> [WHAT IS EXPECTED]:
Word for word, restate the entries below from their first line through the line that contains "Annotate each instance of the blurred".

○ ○ ○

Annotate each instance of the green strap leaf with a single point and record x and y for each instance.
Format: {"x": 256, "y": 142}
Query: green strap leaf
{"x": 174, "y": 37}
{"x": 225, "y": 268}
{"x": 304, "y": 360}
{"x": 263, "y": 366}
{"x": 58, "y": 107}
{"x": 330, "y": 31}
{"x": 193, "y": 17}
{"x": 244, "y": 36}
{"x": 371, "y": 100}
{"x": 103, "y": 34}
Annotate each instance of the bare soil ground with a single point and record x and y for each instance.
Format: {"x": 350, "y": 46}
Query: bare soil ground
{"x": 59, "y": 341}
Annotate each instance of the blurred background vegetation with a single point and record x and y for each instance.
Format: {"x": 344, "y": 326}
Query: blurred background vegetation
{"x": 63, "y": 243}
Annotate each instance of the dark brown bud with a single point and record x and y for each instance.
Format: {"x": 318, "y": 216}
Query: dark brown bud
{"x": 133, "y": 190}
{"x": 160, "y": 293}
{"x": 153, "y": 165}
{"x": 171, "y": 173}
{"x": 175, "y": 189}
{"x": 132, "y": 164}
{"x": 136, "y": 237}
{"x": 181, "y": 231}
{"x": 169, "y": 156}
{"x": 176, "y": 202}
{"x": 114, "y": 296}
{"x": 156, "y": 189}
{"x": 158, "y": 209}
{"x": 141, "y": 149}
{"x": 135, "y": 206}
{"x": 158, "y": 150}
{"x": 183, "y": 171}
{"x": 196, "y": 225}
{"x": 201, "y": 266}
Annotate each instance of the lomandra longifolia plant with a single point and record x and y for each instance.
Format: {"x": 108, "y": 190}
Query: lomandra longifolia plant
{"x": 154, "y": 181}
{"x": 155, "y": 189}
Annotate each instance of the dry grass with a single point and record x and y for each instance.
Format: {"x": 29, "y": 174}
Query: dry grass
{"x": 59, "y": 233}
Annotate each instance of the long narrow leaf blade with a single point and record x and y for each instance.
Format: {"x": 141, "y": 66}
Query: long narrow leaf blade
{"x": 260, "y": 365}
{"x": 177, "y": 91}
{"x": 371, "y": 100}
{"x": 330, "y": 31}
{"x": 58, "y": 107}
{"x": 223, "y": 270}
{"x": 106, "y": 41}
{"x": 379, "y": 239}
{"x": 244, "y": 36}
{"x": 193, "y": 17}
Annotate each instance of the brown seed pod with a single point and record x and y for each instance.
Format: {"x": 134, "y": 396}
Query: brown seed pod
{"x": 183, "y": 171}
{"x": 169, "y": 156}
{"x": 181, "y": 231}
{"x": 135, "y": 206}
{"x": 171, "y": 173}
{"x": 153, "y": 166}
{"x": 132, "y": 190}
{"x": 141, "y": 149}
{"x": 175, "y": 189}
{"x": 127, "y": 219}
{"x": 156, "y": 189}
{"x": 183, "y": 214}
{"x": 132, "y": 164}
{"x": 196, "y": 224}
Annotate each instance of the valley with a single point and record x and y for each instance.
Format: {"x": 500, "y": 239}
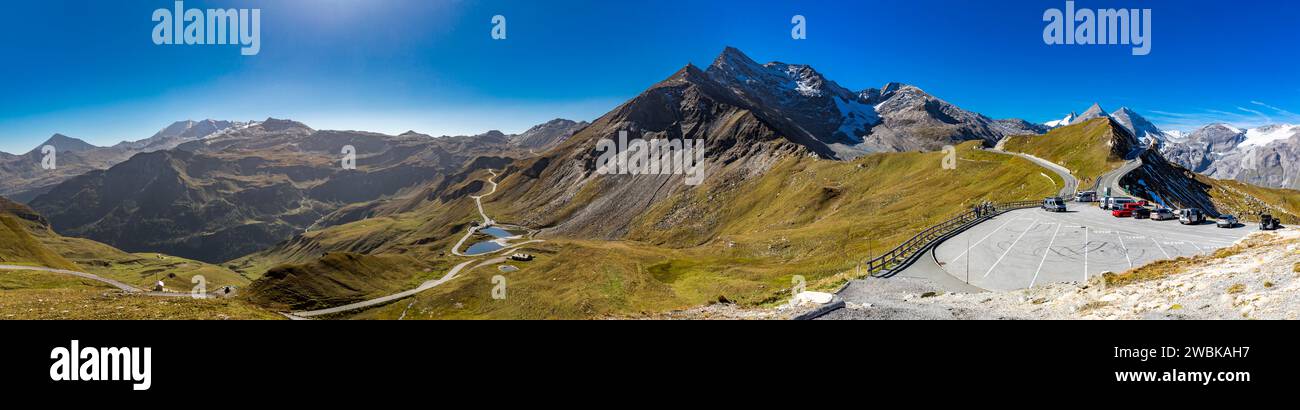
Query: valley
{"x": 800, "y": 180}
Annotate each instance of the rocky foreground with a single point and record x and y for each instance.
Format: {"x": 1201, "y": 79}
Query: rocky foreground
{"x": 1259, "y": 277}
{"x": 1255, "y": 279}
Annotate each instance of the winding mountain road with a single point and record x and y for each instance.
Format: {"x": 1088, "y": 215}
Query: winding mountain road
{"x": 1071, "y": 184}
{"x": 427, "y": 285}
{"x": 90, "y": 276}
{"x": 104, "y": 280}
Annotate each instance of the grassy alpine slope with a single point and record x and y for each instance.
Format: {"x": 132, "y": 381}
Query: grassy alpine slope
{"x": 805, "y": 216}
{"x": 1088, "y": 149}
{"x": 1097, "y": 146}
{"x": 26, "y": 240}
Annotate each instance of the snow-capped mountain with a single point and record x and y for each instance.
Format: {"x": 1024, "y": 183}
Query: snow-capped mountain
{"x": 1092, "y": 112}
{"x": 1259, "y": 137}
{"x": 896, "y": 117}
{"x": 797, "y": 93}
{"x": 1067, "y": 120}
{"x": 1129, "y": 119}
{"x": 1266, "y": 155}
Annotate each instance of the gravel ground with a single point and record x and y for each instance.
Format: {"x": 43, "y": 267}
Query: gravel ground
{"x": 1259, "y": 281}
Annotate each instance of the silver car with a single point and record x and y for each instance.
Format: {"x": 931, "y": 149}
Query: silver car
{"x": 1162, "y": 215}
{"x": 1226, "y": 221}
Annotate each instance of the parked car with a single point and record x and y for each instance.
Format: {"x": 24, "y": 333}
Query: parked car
{"x": 1269, "y": 223}
{"x": 1162, "y": 215}
{"x": 1053, "y": 205}
{"x": 1116, "y": 202}
{"x": 1143, "y": 212}
{"x": 1226, "y": 221}
{"x": 1126, "y": 211}
{"x": 1191, "y": 216}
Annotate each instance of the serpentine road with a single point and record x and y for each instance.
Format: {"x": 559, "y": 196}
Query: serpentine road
{"x": 1071, "y": 184}
{"x": 100, "y": 279}
{"x": 427, "y": 285}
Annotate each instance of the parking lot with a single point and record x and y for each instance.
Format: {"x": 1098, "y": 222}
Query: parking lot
{"x": 1030, "y": 247}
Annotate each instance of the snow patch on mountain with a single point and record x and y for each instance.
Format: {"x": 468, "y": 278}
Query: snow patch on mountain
{"x": 1259, "y": 137}
{"x": 857, "y": 117}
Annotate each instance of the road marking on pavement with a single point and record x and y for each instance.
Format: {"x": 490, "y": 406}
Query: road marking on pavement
{"x": 1126, "y": 250}
{"x": 1048, "y": 251}
{"x": 1161, "y": 249}
{"x": 1010, "y": 247}
{"x": 989, "y": 234}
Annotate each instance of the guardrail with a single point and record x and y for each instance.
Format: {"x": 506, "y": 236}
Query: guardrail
{"x": 902, "y": 255}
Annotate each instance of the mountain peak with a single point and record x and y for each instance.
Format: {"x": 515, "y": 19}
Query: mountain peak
{"x": 689, "y": 73}
{"x": 1095, "y": 109}
{"x": 732, "y": 54}
{"x": 278, "y": 125}
{"x": 64, "y": 143}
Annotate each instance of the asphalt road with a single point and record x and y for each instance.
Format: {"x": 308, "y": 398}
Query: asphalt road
{"x": 1071, "y": 184}
{"x": 100, "y": 279}
{"x": 1028, "y": 247}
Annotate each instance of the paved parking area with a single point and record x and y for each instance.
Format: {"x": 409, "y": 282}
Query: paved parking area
{"x": 1030, "y": 247}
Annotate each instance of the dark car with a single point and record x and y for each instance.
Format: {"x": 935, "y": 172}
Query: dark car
{"x": 1053, "y": 205}
{"x": 1226, "y": 221}
{"x": 1269, "y": 223}
{"x": 1191, "y": 216}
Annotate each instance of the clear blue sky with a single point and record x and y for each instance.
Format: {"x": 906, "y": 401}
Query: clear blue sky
{"x": 90, "y": 69}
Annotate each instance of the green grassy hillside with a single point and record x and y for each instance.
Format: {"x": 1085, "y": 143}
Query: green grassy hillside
{"x": 1088, "y": 149}
{"x": 745, "y": 244}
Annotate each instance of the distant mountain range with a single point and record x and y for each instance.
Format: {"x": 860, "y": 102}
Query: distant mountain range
{"x": 215, "y": 190}
{"x": 1266, "y": 156}
{"x": 22, "y": 176}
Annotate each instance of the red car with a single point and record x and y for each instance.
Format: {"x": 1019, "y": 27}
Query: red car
{"x": 1127, "y": 210}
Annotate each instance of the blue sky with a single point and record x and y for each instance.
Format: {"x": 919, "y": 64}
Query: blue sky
{"x": 90, "y": 69}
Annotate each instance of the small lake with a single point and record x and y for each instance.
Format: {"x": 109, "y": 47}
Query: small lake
{"x": 497, "y": 232}
{"x": 482, "y": 247}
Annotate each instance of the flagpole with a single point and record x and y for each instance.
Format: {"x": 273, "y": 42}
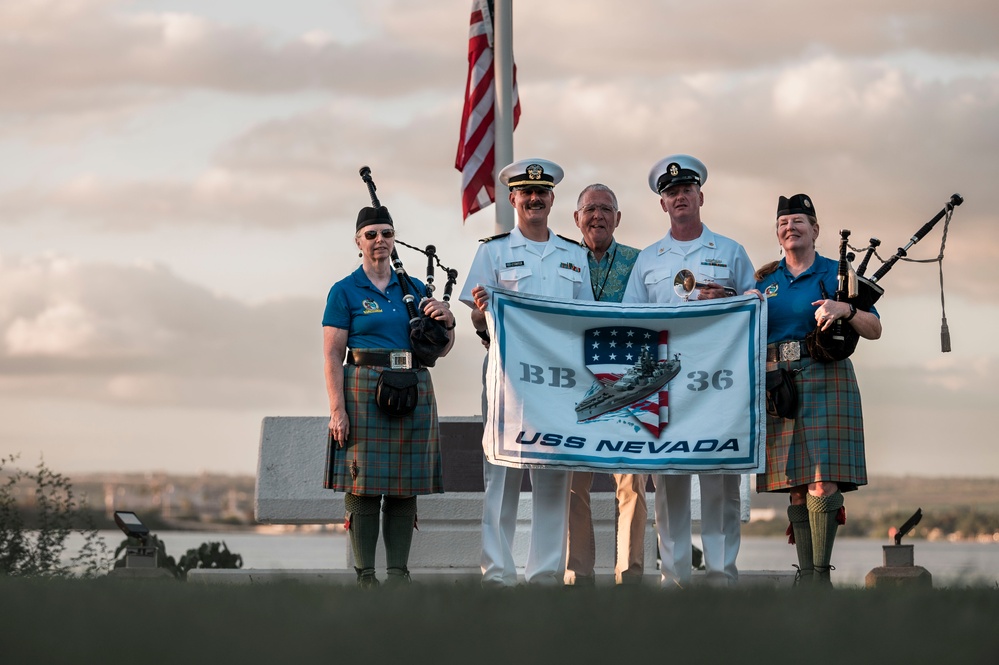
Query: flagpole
{"x": 503, "y": 63}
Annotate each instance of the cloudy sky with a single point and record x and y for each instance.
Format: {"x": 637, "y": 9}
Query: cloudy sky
{"x": 178, "y": 188}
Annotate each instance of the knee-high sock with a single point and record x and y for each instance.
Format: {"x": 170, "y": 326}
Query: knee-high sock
{"x": 362, "y": 513}
{"x": 397, "y": 530}
{"x": 822, "y": 519}
{"x": 801, "y": 528}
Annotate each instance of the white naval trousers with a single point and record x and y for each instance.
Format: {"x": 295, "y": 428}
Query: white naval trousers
{"x": 721, "y": 510}
{"x": 549, "y": 524}
{"x": 549, "y": 521}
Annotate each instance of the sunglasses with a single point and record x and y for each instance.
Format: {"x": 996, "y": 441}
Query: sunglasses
{"x": 386, "y": 233}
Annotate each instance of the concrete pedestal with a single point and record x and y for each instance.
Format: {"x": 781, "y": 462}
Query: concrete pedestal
{"x": 899, "y": 569}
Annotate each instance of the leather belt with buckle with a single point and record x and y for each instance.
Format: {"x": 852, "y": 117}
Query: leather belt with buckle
{"x": 391, "y": 359}
{"x": 786, "y": 351}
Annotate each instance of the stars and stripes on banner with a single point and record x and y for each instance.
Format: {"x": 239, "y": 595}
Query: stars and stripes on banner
{"x": 612, "y": 351}
{"x": 600, "y": 386}
{"x": 476, "y": 145}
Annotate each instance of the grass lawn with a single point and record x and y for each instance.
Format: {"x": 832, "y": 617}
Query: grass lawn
{"x": 112, "y": 620}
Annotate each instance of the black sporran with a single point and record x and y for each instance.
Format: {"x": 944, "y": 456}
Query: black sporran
{"x": 397, "y": 392}
{"x": 782, "y": 395}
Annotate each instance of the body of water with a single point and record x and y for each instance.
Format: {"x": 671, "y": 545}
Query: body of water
{"x": 951, "y": 564}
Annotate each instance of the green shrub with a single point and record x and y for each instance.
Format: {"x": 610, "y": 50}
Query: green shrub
{"x": 40, "y": 552}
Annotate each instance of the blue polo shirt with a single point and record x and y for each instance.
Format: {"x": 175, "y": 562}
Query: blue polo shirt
{"x": 790, "y": 313}
{"x": 375, "y": 320}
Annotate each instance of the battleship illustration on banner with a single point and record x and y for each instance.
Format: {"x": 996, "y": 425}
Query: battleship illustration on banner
{"x": 645, "y": 377}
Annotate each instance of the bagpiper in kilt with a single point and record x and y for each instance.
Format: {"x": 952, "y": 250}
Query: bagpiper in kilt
{"x": 815, "y": 450}
{"x": 384, "y": 442}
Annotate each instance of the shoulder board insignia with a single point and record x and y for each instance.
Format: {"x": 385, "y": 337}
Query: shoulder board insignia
{"x": 500, "y": 235}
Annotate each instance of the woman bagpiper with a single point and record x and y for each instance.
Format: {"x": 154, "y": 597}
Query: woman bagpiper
{"x": 817, "y": 453}
{"x": 384, "y": 437}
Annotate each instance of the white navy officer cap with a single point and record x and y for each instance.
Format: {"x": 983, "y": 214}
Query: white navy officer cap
{"x": 677, "y": 170}
{"x": 531, "y": 173}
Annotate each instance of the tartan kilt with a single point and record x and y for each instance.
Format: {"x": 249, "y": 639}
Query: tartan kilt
{"x": 825, "y": 441}
{"x": 388, "y": 455}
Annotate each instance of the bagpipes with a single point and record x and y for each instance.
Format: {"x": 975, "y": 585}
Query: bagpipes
{"x": 839, "y": 341}
{"x": 427, "y": 336}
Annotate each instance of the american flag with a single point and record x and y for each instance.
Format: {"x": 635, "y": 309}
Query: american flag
{"x": 609, "y": 352}
{"x": 475, "y": 157}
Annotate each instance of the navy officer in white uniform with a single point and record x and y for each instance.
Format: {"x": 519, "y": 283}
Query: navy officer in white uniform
{"x": 717, "y": 262}
{"x": 530, "y": 259}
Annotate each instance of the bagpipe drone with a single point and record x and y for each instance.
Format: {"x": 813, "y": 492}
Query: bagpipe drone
{"x": 839, "y": 340}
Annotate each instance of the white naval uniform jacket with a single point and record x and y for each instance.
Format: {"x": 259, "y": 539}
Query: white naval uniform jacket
{"x": 711, "y": 257}
{"x": 511, "y": 262}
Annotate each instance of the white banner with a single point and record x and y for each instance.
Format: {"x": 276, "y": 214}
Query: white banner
{"x": 608, "y": 387}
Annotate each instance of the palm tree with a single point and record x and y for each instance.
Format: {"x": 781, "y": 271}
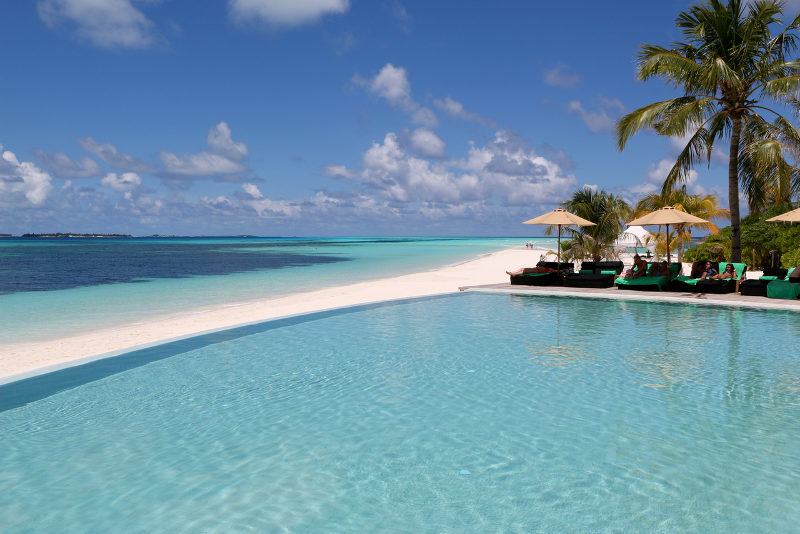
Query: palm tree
{"x": 609, "y": 213}
{"x": 703, "y": 206}
{"x": 729, "y": 64}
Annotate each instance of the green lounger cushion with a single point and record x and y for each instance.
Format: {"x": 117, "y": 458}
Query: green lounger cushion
{"x": 781, "y": 289}
{"x": 660, "y": 281}
{"x": 738, "y": 267}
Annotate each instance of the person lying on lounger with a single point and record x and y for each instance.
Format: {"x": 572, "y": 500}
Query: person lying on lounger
{"x": 709, "y": 272}
{"x": 660, "y": 269}
{"x": 729, "y": 272}
{"x": 638, "y": 268}
{"x": 529, "y": 270}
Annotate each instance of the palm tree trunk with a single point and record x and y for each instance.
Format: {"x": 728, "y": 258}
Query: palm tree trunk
{"x": 733, "y": 192}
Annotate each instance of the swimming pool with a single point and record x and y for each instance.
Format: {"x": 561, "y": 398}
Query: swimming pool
{"x": 472, "y": 412}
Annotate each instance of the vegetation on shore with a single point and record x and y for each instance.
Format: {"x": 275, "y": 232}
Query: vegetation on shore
{"x": 760, "y": 240}
{"x": 61, "y": 234}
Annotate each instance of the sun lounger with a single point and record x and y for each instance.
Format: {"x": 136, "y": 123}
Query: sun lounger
{"x": 758, "y": 288}
{"x": 785, "y": 289}
{"x": 686, "y": 284}
{"x": 595, "y": 274}
{"x": 647, "y": 282}
{"x": 548, "y": 278}
{"x": 727, "y": 285}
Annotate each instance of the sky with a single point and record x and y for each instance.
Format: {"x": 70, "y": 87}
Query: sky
{"x": 324, "y": 117}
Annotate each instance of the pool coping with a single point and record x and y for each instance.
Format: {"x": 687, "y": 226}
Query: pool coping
{"x": 226, "y": 332}
{"x": 703, "y": 299}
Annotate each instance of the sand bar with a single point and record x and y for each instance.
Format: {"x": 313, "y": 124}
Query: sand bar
{"x": 20, "y": 360}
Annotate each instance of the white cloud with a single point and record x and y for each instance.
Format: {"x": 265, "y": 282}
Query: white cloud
{"x": 427, "y": 143}
{"x": 22, "y": 183}
{"x": 561, "y": 76}
{"x": 252, "y": 190}
{"x": 219, "y": 140}
{"x": 221, "y": 159}
{"x": 654, "y": 179}
{"x": 106, "y": 23}
{"x": 284, "y": 12}
{"x": 600, "y": 119}
{"x": 109, "y": 154}
{"x": 200, "y": 164}
{"x": 505, "y": 169}
{"x": 514, "y": 172}
{"x": 64, "y": 166}
{"x": 404, "y": 20}
{"x": 392, "y": 84}
{"x": 126, "y": 182}
{"x": 456, "y": 109}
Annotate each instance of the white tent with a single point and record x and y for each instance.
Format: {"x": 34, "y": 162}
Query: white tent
{"x": 629, "y": 238}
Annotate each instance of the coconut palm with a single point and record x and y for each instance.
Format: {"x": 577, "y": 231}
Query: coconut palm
{"x": 729, "y": 68}
{"x": 703, "y": 206}
{"x": 609, "y": 213}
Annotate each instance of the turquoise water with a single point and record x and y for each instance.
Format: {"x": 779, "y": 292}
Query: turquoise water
{"x": 468, "y": 413}
{"x": 171, "y": 287}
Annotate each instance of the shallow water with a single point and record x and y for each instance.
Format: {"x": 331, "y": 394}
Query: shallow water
{"x": 58, "y": 287}
{"x": 468, "y": 413}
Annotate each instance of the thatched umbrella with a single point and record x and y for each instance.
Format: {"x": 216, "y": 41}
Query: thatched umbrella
{"x": 666, "y": 216}
{"x": 559, "y": 217}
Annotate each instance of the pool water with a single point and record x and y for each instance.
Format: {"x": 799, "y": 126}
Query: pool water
{"x": 468, "y": 413}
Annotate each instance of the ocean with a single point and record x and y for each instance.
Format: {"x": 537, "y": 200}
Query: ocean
{"x": 54, "y": 287}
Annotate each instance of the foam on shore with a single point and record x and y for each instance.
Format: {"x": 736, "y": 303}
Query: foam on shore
{"x": 19, "y": 360}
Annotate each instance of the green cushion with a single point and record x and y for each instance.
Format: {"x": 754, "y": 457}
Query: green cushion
{"x": 660, "y": 281}
{"x": 738, "y": 267}
{"x": 781, "y": 289}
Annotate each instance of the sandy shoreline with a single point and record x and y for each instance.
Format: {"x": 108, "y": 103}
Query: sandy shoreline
{"x": 19, "y": 360}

○ ○ ○

> [TASK OUTPUT]:
Annotate each instance of the green strap leaf with a single point and record x and y for each instance.
Format: {"x": 256, "y": 142}
Query: green strap leaf
{"x": 174, "y": 37}
{"x": 225, "y": 268}
{"x": 304, "y": 360}
{"x": 263, "y": 366}
{"x": 58, "y": 107}
{"x": 330, "y": 31}
{"x": 193, "y": 17}
{"x": 244, "y": 36}
{"x": 371, "y": 100}
{"x": 103, "y": 34}
Annotate each instance of the bare soil ground with a single point and record x and y for each instance.
Format: {"x": 350, "y": 46}
Query: bare soil ground
{"x": 59, "y": 341}
Annotate each instance of the blurred background vegetation with a single point and record x and y for each instance.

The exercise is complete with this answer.